#### [YOUR OBJECTIVE]
Please rewrite the stretch from the line containing "mirror using the picture above." through the end of the entries, replacing "truck side mirror" with "wing mirror" and leaving everything else unchanged.

#### [DATA LISTING]
%%

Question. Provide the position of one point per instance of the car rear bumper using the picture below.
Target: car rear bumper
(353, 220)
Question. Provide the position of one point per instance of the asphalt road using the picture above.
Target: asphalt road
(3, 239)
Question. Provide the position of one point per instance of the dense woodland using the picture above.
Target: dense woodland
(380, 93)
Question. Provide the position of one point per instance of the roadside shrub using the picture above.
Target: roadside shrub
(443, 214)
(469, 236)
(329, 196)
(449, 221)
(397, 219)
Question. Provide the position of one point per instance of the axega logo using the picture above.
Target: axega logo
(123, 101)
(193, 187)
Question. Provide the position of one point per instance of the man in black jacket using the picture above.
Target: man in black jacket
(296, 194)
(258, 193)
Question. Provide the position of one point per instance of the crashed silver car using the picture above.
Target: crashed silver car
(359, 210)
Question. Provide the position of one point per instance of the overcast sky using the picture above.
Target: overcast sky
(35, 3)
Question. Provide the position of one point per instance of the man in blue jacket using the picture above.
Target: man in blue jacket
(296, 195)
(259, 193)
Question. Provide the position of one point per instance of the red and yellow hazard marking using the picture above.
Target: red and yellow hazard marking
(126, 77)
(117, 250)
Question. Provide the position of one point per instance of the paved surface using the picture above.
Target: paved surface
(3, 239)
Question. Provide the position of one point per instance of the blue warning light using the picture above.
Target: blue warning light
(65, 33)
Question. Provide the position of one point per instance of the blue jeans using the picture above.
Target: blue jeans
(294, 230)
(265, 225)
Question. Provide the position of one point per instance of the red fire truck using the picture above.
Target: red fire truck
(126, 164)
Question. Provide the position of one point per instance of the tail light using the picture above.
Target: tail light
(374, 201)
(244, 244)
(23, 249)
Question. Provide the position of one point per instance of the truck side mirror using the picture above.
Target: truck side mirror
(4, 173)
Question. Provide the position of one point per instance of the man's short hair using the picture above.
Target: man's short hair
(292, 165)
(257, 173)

%%

#### [RESPONSE BELOW]
Question. Provide the position of one point per instance of the wing mirror using the picture above.
Target: wing mirror
(4, 173)
Question. Provide the position of one point per instance of the man's short hair using the picture above.
Target: man's short hair
(292, 165)
(257, 173)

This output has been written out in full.